> _Task statement_
The response must consist of every record, restated word for word.

Saved data entries

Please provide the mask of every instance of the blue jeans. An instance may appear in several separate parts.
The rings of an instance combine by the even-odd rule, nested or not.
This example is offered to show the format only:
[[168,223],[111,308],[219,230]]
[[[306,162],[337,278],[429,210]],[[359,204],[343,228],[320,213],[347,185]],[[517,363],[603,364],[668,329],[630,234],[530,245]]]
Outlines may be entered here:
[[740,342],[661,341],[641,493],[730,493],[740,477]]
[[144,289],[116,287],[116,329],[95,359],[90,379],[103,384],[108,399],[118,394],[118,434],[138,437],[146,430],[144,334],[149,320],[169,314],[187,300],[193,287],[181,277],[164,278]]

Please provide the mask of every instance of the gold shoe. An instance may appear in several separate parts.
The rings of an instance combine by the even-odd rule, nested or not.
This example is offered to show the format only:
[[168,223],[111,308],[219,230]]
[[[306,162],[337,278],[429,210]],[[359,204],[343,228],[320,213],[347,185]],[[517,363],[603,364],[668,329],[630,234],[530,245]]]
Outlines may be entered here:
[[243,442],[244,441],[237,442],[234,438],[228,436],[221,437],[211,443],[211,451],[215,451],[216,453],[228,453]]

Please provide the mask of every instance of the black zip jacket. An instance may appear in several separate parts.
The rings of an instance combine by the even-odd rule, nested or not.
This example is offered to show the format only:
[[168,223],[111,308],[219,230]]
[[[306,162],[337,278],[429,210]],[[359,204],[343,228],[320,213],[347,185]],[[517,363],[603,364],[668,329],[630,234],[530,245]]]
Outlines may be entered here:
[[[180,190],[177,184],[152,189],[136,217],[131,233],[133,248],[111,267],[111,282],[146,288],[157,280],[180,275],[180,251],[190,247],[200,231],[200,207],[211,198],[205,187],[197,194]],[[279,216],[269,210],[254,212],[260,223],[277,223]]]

> _Answer below_
Please provide the mask of every instance of the blue jeans. An instance may appear in several separate parts.
The rings of an instance combine by the even-odd rule, nested or not.
This example is offered to show the format only:
[[168,223],[111,308],[219,230]]
[[[306,162],[337,278],[429,210]],[[359,204],[343,228],[320,213],[347,185]],[[517,363],[603,364],[668,329],[630,234],[530,245]]]
Outlines may be entered here:
[[740,342],[661,341],[641,493],[730,493],[740,477]]
[[144,289],[116,287],[116,329],[95,359],[90,379],[103,384],[108,399],[118,394],[118,434],[138,437],[146,430],[144,334],[149,320],[169,314],[187,300],[193,287],[181,277],[164,278]]

Please provide the mask of every instance of the gold shoe. An instance may appear in several separate parts.
The rings of an instance combine by the even-odd rule, nested or not.
This example is offered to show the format only:
[[168,223],[111,308],[219,230]]
[[[306,162],[337,278],[429,210]],[[359,204],[343,228],[320,213],[347,185]],[[517,363],[603,364],[668,329],[630,234],[530,245]]]
Outlines may be entered here:
[[243,442],[244,441],[237,442],[234,438],[228,436],[221,437],[211,443],[211,451],[215,451],[216,453],[228,453]]

Please provide the mask of every instance of the black zip jacket. An instance may appear in several separate parts.
The rings of an instance combine by the even-odd rule, nested or not.
This example is offered to show the format only:
[[168,223],[111,308],[219,230]]
[[[306,162],[337,278],[429,210]],[[359,204],[343,228],[320,213],[347,185]],[[517,363],[603,364],[668,329],[630,234],[530,245]]]
Outlines may be entered here:
[[[180,190],[177,184],[152,189],[136,217],[131,233],[133,248],[111,267],[111,282],[146,288],[157,280],[180,275],[180,251],[190,247],[200,231],[200,207],[211,198],[205,187],[197,194]],[[279,216],[269,210],[254,212],[260,223],[277,223]]]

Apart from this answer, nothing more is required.